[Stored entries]
• • • • • • •

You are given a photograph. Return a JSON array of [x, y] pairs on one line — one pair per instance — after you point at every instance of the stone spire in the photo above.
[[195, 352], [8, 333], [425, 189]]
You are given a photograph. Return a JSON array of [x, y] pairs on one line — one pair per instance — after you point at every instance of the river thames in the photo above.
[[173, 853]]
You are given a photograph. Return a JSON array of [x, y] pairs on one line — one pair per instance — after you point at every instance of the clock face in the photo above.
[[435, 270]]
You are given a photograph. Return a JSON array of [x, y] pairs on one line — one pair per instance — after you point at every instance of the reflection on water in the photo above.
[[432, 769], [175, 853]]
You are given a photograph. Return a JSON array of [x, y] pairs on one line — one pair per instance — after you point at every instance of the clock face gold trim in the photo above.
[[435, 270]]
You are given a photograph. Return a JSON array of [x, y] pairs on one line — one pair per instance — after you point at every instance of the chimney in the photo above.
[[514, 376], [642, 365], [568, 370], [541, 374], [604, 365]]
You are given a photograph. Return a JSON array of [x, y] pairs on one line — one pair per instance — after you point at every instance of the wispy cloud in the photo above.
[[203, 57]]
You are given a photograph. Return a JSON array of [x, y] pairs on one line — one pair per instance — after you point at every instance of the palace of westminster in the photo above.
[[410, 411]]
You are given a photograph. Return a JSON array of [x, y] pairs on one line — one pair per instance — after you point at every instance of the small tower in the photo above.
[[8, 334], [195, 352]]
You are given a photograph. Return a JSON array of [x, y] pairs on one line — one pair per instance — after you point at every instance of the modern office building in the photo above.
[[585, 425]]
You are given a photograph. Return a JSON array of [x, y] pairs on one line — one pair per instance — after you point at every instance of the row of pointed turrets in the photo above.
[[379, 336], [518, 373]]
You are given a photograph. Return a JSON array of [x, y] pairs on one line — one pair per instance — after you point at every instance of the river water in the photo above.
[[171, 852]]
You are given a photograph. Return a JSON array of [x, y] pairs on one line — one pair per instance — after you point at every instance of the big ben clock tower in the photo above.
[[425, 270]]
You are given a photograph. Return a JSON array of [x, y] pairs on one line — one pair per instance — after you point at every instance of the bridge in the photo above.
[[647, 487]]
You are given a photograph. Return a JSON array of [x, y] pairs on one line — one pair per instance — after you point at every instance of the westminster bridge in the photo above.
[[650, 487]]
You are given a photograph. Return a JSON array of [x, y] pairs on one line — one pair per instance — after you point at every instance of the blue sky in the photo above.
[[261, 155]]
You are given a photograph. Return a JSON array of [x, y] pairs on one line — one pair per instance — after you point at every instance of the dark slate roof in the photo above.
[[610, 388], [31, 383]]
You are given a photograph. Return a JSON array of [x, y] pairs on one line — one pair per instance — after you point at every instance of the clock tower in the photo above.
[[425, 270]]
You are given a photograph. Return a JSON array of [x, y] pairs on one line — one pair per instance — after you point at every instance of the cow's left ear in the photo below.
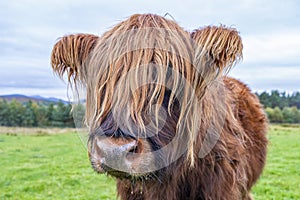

• • • • • • •

WORK TO BE COMPLETED: Every record must be set down again exactly; pictures do not belong in the copy.

RESPONSE:
You are given a photograph. Return a JSON array of [x, y] pairs on one line — one pair per instance — after you point at every instance of the stone spire in the photo above.
[[195, 352], [8, 333], [425, 189]]
You are given a photograph. Return a JSON array of [x, y] pairs on one line — one pair per instance — after you point at every instance of the river thames in the photo above.
[[173, 853]]
You are given a photograph. Return a JSON array of [x, y] pairs on one line — one pair per instance — after you point at every instance of the clock face in the photo above.
[[435, 270]]
You are given a photograph. Return a JSON array of [x, y] pairs on one line — one pair per instance — after you point at every instance of the reflection on water in the photo above.
[[432, 769], [175, 853]]
You are given a photograph. Return a JSON array of [x, y] pairs on one line — one pair per instance — after you point at every instance of the clock face gold trim in the photo above.
[[435, 270]]
You are given a photograph. Return a JSON array of [x, y] pairs on one line — one pair per instance — after you point at every instance of the chimney in the photo above.
[[514, 376], [642, 365], [568, 370], [541, 374], [604, 365]]
You are given a photograph. Return a JSON array of [x, y] pairs on one line — one pair per instance — after you point at every instance of the wispy cloud in the photo above.
[[203, 57]]
You are given a photograph. Return a JSON array of [x, y] pairs on one line — one pair per instance — after you point at every instance of the palace of westminster in the photo above.
[[410, 411]]
You are given a photograph. Return a JSON array of [x, y] pairs on one line — one pair per instance — after you point at every instance of the small tower in the photo above.
[[8, 334], [195, 352]]
You are given a photograph. Return a JSON array of [x, y] pairs on one line — one pair per instance — after you point at every instance of the modern office building in the photo above.
[[585, 425]]
You are given a photograph. Return a JSON array of [x, y] pairs on one line — one pair per instance — after you point at every instance of the row of pointed turrets in the photo above.
[[379, 336], [518, 373]]
You are given a photograph. Return a JSON array of [x, y] pairs on one line — one pair per instance — after you point at every instance of the river water in the photo above.
[[171, 852]]
You are given a photograph. Return a JSON array of [x, y] pairs on one line — one pair per instance — after you point at every instance of the big ben clock tower in the photo above.
[[425, 270]]
You are given a photograph. Return a JSON array of [x, y] pairs on one line — one pair per instance — after you point at every instance of the bridge in the photo above.
[[647, 487]]
You are given a photograph. Return a JSON array of [x, y] pairs on one line — one pair per instance — after you point at every instance of the westminster bridge in the photo above.
[[650, 487]]
You are given a photograph. Return a JSON array of [x, y] pairs on one line — one pair per instance — after you point at every instance of the blue sky in the photo above.
[[261, 155]]
You are given a photograph. Return a JSON array of [x, y] pairs on one line — one pair per instance — after you point at every instance of the dark slate roof in the photo above.
[[610, 388], [31, 383]]
You are given a photograph. Return a JSON array of [x, y] pairs on one line — one pair per instance — after you point at every instance of the clock tower in the photo above.
[[425, 270]]
You are given a photograph. Return a JSON array of [x, y] pairs on one line — one pair per instance — after you point at every instance of the cow's left ear in the photo below.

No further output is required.